◆ Text section:

◇ ◇ ◇ ◇ ◇

I need a few helper functions to get me from A to B in this case.
A function to find the timezone of each station is implemented in the claut package, which in turn uses the lutz package.
And functions to calculate windchill (wcl
) and humidex (hdx
).
wcl <- function(tair, wspeed) {
wcl = 13.12 + 0.6215 * tair - 11.37 * wspeed^0.16 + 0.3965 * tair * wspeed^0.16
wcl[tair >= 10 | wspeed < 4.8] <- NA
round(wcl)
}
hdx <- function(tair, tdew) {
tdew = tdew + 273.15
e = 6.11 * exp(1)^(5417.7530 * ((1 / 273.16) - (1 / tdew)))
h = 0.5555 * (e - 10)
round(tair + h)
}
Now let’s create the function to create our data set(s).
I am going to include an additional note
make_eccc_daily <- function(stn_info, dat) {
tz <- get_tz(stn_info$Latitude, stn_info$Longitude)

◇ ◇ ◇ ◇ ◇

◆ Stored data:
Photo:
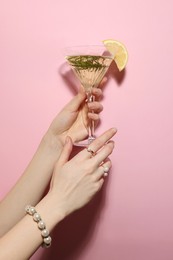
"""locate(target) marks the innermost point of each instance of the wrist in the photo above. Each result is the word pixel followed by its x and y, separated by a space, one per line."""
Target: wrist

◇ ◇ ◇ ◇ ◇

◆ What is being asked:
Carry on the R walkthrough on windchill, humidex, and station time zones from the point where it stops.

◆ Reply:
dat %>% group_by(DateTime) %>%
summarize(StationID = paste(StationID[!is.na(Temp)], collapse = ", "),
Temp = mean(Temp, na.rm = TRUE),
DewPointTemp = mean(DewPointTemp, na.rm = TRUE),
WindSpeed = mean(WindSpeed, na.rm = TRUE),
.groups = "drop") -> dat
filter(dat, month(DateTime) %in% c(1, 2, 12)) %>%
mutate(WindChill = wcl(Temp, WindSpeed)) %>%
select(DateTime, Temp, WindChill) %>%
solar_daily(., stn_info$Latitude, stn_info$Longitude,
tz, na.rm = TRUE) -> win_dly
filter(dat, month(DateTime) %in% 6:8) %>%
mutate(Humidex = hdx(Temp, DewPointTemp)) %>%
select(DateTime, Temp, Humidex) %>%
solar_daily(., stn_info$Latitude, stn_info$Longitude,
tz, na.rm = TRUE) -> sum_dly
list(win_dly = win_dly, sum_dly = sum_dly)
}
daily_dat <- make_eccc_daily(stn_info, dat)
Identifying “events”
Now we can identify our events. Here we will look at heatwaves and cold snaps. I will be working with the following definitions:
- A cold snap is any two or more days with minimum temperatures below -15°C or windchill below -20°C.
- A heat wave is any two or more days with maximum temperatures above 30°C and minimum temperatures above 20°C, or days when the humidex exceeds 40.
win_expression <- "MinTemp <= -15 | MinWindChill <= -20"
win_event_length <- 2
sum_expression <- "(MaxTemp >= 31 & MinTemp >= 20) | MaxHumidex >= 40"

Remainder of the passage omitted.